* start *

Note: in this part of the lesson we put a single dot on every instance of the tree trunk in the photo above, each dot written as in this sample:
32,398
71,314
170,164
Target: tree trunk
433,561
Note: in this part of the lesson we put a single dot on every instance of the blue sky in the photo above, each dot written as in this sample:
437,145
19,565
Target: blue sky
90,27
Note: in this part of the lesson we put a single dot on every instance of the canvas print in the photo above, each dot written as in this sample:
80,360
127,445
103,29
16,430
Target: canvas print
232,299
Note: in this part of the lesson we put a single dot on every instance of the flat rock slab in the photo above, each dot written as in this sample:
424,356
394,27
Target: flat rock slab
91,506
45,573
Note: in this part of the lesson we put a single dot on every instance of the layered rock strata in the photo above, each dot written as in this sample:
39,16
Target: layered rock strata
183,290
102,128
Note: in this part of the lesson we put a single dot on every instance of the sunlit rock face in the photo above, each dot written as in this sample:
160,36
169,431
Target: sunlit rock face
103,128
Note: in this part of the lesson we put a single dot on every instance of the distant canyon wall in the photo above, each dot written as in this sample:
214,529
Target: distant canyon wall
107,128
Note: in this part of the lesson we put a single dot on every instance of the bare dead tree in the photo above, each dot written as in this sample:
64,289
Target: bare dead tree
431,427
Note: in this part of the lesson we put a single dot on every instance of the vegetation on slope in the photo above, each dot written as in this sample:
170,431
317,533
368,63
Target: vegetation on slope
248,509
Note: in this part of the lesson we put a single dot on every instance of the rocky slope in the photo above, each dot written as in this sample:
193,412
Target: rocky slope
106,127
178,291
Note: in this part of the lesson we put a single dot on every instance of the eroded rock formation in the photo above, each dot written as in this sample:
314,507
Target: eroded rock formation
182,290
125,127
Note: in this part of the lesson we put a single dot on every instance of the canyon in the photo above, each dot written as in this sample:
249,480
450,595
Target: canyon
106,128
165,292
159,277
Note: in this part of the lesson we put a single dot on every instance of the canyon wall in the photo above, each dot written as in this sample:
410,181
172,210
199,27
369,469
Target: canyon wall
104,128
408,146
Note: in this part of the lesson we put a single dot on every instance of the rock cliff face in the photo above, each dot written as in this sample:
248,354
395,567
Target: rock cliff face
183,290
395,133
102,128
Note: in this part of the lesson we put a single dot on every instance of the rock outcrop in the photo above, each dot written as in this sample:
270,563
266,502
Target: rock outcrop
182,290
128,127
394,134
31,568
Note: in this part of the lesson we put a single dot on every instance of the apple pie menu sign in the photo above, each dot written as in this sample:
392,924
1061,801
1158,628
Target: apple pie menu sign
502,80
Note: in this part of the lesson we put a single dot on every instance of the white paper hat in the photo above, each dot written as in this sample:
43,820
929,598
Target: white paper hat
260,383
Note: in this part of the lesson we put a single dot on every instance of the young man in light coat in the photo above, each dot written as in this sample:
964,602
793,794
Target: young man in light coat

* end *

Request: Please copy all of the material above line for line, keeping every character unchanged.

Solution to this task:
Note: in this part of the lesson we put a single dot on every instance of the tree trunk in the photo above, each dot written as in this sample:
32,398
71,314
170,164
Target: tree trunk
433,561
Note: in this part of the lesson we put a single dot on every instance of the blue sky in the photo above, each dot written as in this sample:
437,145
19,565
Target: blue sky
90,27
Note: in this part of the lesson we put a single dot on every instance of the canvas print in the photo above, each dot written as in this sample:
80,360
127,445
103,29
16,430
Target: canvas print
232,299
Note: in this part of the lesson we put a single dot on every instance of the flat rock slab in the photo above, each dot written as in this sample:
424,356
394,27
Target: flat rock slab
91,506
45,573
Note: in this part of the lesson we put a single dot on every instance of the layered rock strata in the photo above, each dot written as in this sample:
39,16
Target: layered rock strata
183,290
102,128
Note: in this part of the lesson we put a single dot on every instance of the sunlit rock face in the photo above, each dot written as in this sample:
160,36
169,431
Target: sunlit rock face
103,128
Note: in this part of the lesson we put a single dot on every instance of the distant canyon wall in the photo above, each dot written as in this sample:
214,529
Target: distant canyon wall
107,128
Note: in this part of the lesson we put a single dot on every instance of the bare dead tree in the photo above, each dot written as in this sample:
64,289
Target: bare dead tree
431,427
Note: in this part of the lesson we put a single dot on every instance of the vegetation on slope in the photo above, each dot written as in this sample:
170,431
317,533
368,63
Target: vegetation on slope
248,509
Note: in this part of the lesson we put a single dot on every instance of the rocky slope in the photo above, each dot written as in this sample:
193,412
Target: rocky slope
106,127
178,291
Note: in this part of the lesson we put a single dot on every instance of the eroded rock formation in the photo above, each dot written as in this sample:
314,507
Target: eroded rock formation
182,290
125,127
Note: in this part of the lesson we put a single dot on every instance of the canyon in the photo above, each dot written as in this sample:
249,480
450,595
Target: canyon
106,128
165,292
159,277
Note: in this part of the lesson we put a single dot on every instance of the canyon wall in the photo above, each dot written as in this sample:
410,181
172,210
199,27
369,469
Target: canyon wall
104,128
408,146
Note: in this part of the lesson we put a single dot on every instance of the rock cliff face in the photo above, each dot written as in this sample:
248,354
395,567
Target: rock cliff face
183,290
395,133
102,128
Note: in this part of the lesson we put a single dot on every instance of the rock outcrop in the photo above, each dot written as in this sample:
270,563
266,502
Target: rock outcrop
182,290
128,127
394,134
31,568
Note: in this part of the lesson we put a single dot on every instance of the apple pie menu sign in the photo above, each dot written as in this sample:
392,924
1061,801
1158,628
Target: apple pie menu sign
502,80
Note: in this part of the lesson we put a single dot on every instance of the white paper hat in the photo above, each dot written as in this sample:
43,820
929,598
Target: white paper hat
260,383
Note: in this part of the lesson we put a single dot on every instance of the young man in light coat in the photo above, each dot written as in this sample:
964,602
793,794
Target: young man in light coat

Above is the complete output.